═══ Quoted passage

Del Rey cuts deep on Did you know that there’s a tunnel under Ocean Blvd


Manasa Borra

Lana Del Rey’s new album Did you know that there’s a tunnel under Ocean Blvd is about her personal struggles expressed through music. Read The Sidekick staff writer Anvita Bondada’s review to learn more about the various unique songs in her newest set of musical masterpieces.

Anvita Bondada, Staff Writer

Through a long, harrowing tunnel of heartbreak, loss, desperation, love and euphoria, is a dim light at the end, one that singer-songwriter Lana Del Rey struggles to let in.

Did you know that there’s a tunnel under Ocean Blvd released March 23, marking Del Rey’s ninth album release. All 77 minutes of the album serve as a simultaneous self-exploration and exposé of  the calamitous inner workings of Del Rey’s mind.

Del Rey puts her vulnerability on full display more than ever before. In contrast to the fantasy world she has crooned about in past albums, she comes face-to-face with the raw, human experience, described through keen and picturesque lyricism. 

Del Rey’s latest album can be described as an interpolation of components from her past albums such as Chemtrails Over the Country Club. A similar melody in “Taco truck X VB” and “Chemtrails over the Country Club”   familiarize the listener with her past musical styles while introducing a new side of her artistic prowess. 

One key aspect of Did you know that there’s a tunnel under Ocean Blvd is the predominant use of piano as the main instrumental agent in the album. This attributes to the haunting, introspective energy of the album, and complements seamlessly with Del Rey’s smooth lower register. She utilizes the piano in different ways throughout the album with a faster solo in “Candy Necklaces” and a slower, softer tune in “Sweet”accompanying her signature drawl.

On lead single “Did you know that there’s a tunnel under Ocean Blvd?” Del Rey grapples with the idea of being lost to the test of time. She references the Jergins Tunnel, the forgotten tunnel under Ocean Boulevard in Long Beach, Calif. which was closed to the public in 1967. Del Rey relates this to her life in the lyrics “Don’t forget me / like the tunnel under Ocean Boulevard” and “When’s it gonna be my turn?” This contemplation turns into desperation in the bridge as she screams the previous lyric with more urgency and a choir accompanying her as opposed to her normal tone earlier in the song.

══════
═══ Data section

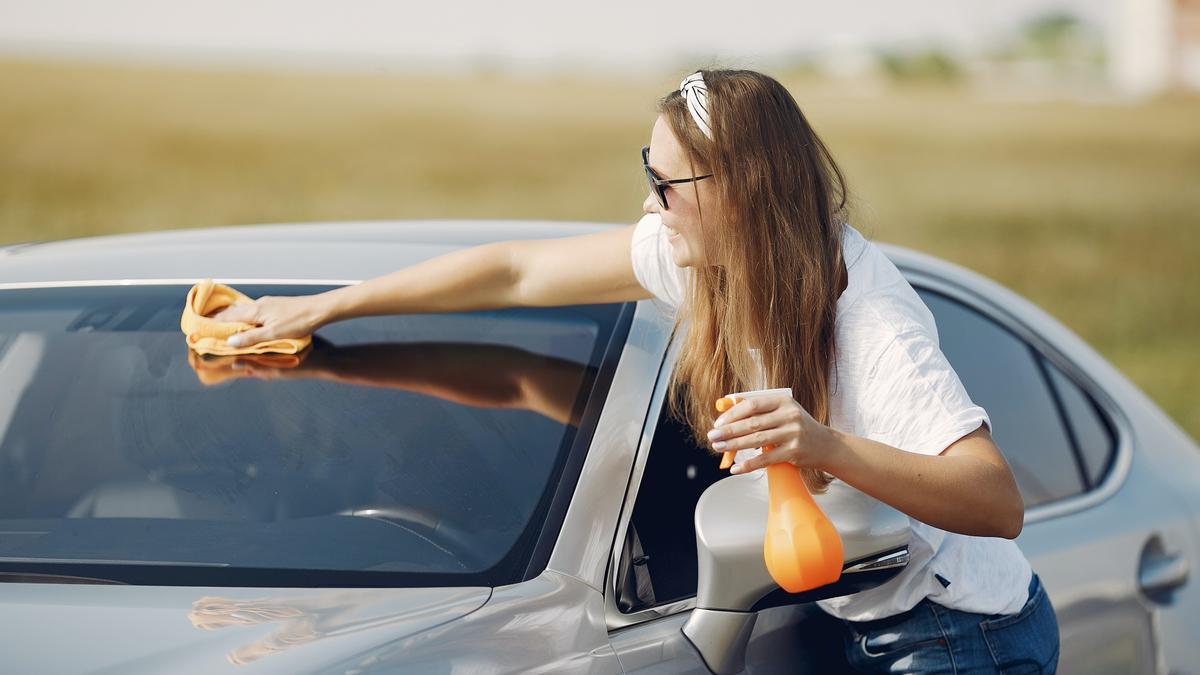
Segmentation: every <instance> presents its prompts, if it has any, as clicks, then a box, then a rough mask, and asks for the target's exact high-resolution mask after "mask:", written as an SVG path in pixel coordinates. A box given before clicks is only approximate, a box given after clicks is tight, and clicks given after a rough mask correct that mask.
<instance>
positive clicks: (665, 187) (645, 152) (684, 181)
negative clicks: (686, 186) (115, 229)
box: [642, 145, 713, 209]
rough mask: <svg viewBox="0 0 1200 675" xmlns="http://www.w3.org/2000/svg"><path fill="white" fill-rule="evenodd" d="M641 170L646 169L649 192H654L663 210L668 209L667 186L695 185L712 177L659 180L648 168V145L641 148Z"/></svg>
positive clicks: (697, 177) (649, 151) (661, 179)
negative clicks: (649, 191) (667, 200)
mask: <svg viewBox="0 0 1200 675" xmlns="http://www.w3.org/2000/svg"><path fill="white" fill-rule="evenodd" d="M642 168H643V169H646V180H647V181H648V183H649V184H650V191H652V192H654V195H655V196H656V197H658V199H659V204H660V205H661V207H662V208H664V209H668V208H670V207H667V186H670V185H679V184H680V183H695V181H697V180H704V179H706V178H712V177H713V174H710V173H706V174H704V175H696V177H692V178H677V179H674V180H662V179H661V178H659V174H656V173H654V169H652V168H650V147H649V145H647V147H646V148H642Z"/></svg>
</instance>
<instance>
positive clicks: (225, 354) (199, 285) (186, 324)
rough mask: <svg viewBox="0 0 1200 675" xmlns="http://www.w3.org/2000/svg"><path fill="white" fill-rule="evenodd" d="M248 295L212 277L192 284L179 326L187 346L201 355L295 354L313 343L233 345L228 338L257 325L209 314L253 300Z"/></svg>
mask: <svg viewBox="0 0 1200 675" xmlns="http://www.w3.org/2000/svg"><path fill="white" fill-rule="evenodd" d="M251 301H253V300H251V299H250V298H248V297H247V295H245V294H244V293H239V292H238V291H234V289H233V288H230V287H228V286H226V285H224V283H214V282H212V280H211V279H205V280H204V281H202V282H199V283H197V285H196V286H192V289H191V291H188V292H187V301H186V303H185V304H184V316H181V317H180V319H179V327H180V328H181V329H182V330H184V334H185V335H186V336H187V346H188V347H191V348H192V350H194V351H196V352H197V353H200V354H217V356H229V354H265V353H268V352H275V353H282V354H294V353H296V352H299V351H301V350H304V348H305V347H307V346H308V345H310V344H312V337H311V336H308V335H305V336H304V337H288V339H284V340H264V341H262V342H256V344H253V345H246V346H245V347H230V346H229V344H228V342H227V340H228V339H229V336H230V335H234V334H238V333H242V331H245V330H250V329H251V328H257V327H256V325H254V324H252V323H246V322H244V321H233V322H229V321H216V319H215V318H209V317H208V316H206V315H210V313H214V312H217V311H220V310H223V309H224V307H228V306H229V305H232V304H234V303H251Z"/></svg>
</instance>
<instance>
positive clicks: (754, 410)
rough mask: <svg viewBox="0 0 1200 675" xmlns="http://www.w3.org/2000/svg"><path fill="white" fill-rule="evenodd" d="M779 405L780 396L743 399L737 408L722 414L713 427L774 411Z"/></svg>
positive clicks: (728, 410)
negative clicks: (759, 414) (749, 398)
mask: <svg viewBox="0 0 1200 675" xmlns="http://www.w3.org/2000/svg"><path fill="white" fill-rule="evenodd" d="M785 398H786V396H785ZM779 404H780V396H754V398H751V399H742V400H740V401H738V404H737V405H736V406H733V407H732V408H730V410H727V411H725V412H724V413H721V416H720V417H718V418H716V422H714V423H713V425H714V426H721V425H725V424H730V423H733V422H737V420H739V419H744V418H746V417H750V416H754V414H758V413H762V412H767V411H772V410H775V408H778V407H779Z"/></svg>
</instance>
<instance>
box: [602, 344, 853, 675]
mask: <svg viewBox="0 0 1200 675" xmlns="http://www.w3.org/2000/svg"><path fill="white" fill-rule="evenodd" d="M677 348H678V341H673V342H672V345H671V348H670V351H668V354H667V358H666V360H665V363H664V366H662V370H661V371H660V374H659V377H658V383H656V386H655V390H654V395H653V398H652V404H650V405H652V410H650V414H649V418H648V419H650V420H656V423H655V426H654V430H653V435H652V436H650V442H649V444H648V446H647V447H643V448H638V454H637V459H636V464H635V470H634V477H635V482H631V484H630V485H629V486H628V490H626V497H625V504H626V509H628V513H623V514H622V520H623V522H628V525H626V527H625V528H624V534H623V537H622V531H618V536H619V537H622V540H620V542H619V545H618V546H617V548H616V550H614V556H613V560H612V561H611V565H610V567H611V569H610V574H608V577H607V581H606V584H605V604H606V611H605V614H606V623H607V626H608V631H610V641H611V644H612V646H613V650H614V651H616V652H617V656H618V658H619V659H620V663H622V667H623V669H624V670H625V671H626V673H635V671H638V670H653V671H654V673H708V669H707V668H706V667H704V663H703V661H702V659H701V657H700V656H698V655H697V653H696V651H695V649H694V647H692V646H691V645H690V643H688V640H686V638H684V635H683V632H682V628H683V626H684V623H686V621H688V617H689V615H690V613H691V611H692V609H694V608H695V601H696V583H697V562H696V534H695V521H694V514H695V510H696V502H697V501H698V500H700V496H701V495H702V494H703V492H704V490H706V489H707V488H708V486H709V485H712V484H713V483H715V482H716V480H720V479H721V478H725V477H726V476H727V473H726V472H725V471H721V470H719V468H718V466H719V458H716V456H714V455H710V454H709V453H708V450H707V448H702V447H697V446H696V444H695V443H694V442H692V440H691V437H690V436H689V434H688V431H686V429H685V426H684V424H683V423H682V422H680V420H678V419H674V418H672V417H671V414H670V412H668V410H667V408H668V405H667V402H666V381H667V374H668V372H670V369H671V366H672V365H673V363H674V357H676V354H677ZM841 631H842V627H841V625H840V622H839V621H838V620H835V619H834V617H832V616H829V615H827V614H826V613H824V611H822V610H821V609H820V608H817V607H816V605H815V604H812V603H806V604H802V605H790V607H778V608H772V609H766V610H762V611H760V613H758V619H757V621H756V623H755V628H754V633H752V634H751V638H750V644H749V647H748V652H746V662H748V663H746V671H748V673H792V674H794V673H840V671H844V670H845V668H846V664H845V658H844V656H842V651H841Z"/></svg>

══════

Questions on the material:
a. Return the saved entries word for word, beginning at the start of the saved entries and ending with the line that contains "positive clicks: (697, 177)". Leave the pictures out of your answer.
b. Resume the review of Lana Del Rey's album from the point where it stops.

Responses for each task:
a.
Segmentation: every <instance> presents its prompts, if it has any, as clicks, then a box, then a rough mask, and asks for the target's exact high-resolution mask after "mask:", written as an SVG path in pixel coordinates. A box given before clicks is only approximate, a box given after clicks is tight, and clicks given after a rough mask correct that mask.
<instance>
positive clicks: (665, 187) (645, 152) (684, 181)
negative clicks: (686, 186) (115, 229)
box: [642, 145, 713, 209]
rough mask: <svg viewBox="0 0 1200 675" xmlns="http://www.w3.org/2000/svg"><path fill="white" fill-rule="evenodd" d="M641 170L646 169L649 192H654L663 210L668 209L667 186L695 185L712 177L659 180L648 168V145L641 148Z"/></svg>
positive clicks: (697, 177) (649, 151) (661, 179)

b.
Del Rey also processes pain in “Kintsugi,” a track grieving the loss of close people in her life.  Named after the Japanese art of fixing broken things with gold or silver, Del Rey uses the track as an allegory for how she recovers from her heartbreak by facing it and embracing the good things around her. The slow, somber feeling creates a funeral-esque tone to the song, with whistles in the chorus to add to the quaint, homely feel.

She further recalls her emotional baggage with “Fingertips,” opening with Del Rey’s classic breathy singing in a pondering tone with an enchanting violin background. She balances her detached delivery with higher, clear vocals later in the chorus as she switches from a wistful tone to a pleading one. She reverts to a reflective mood at the end of the song, perfectly encapsulating the human experience of grieving in one song: wonder to desperation to reminiscence.

Alongside poignant, striking lyricism, Del Rey’s airy vocals balance the melancholic notes of the piano instrumentals throughout the album. This is well represented on “Paris, Texas,” where she reflects on a past love, she sings in a longing yet contemplative tone paired with the haunting piano background. The rise and fall of the instrumentals in the background mesh together with Del Rey’s breathy notes to create a cryptic sense of intrigue to the album.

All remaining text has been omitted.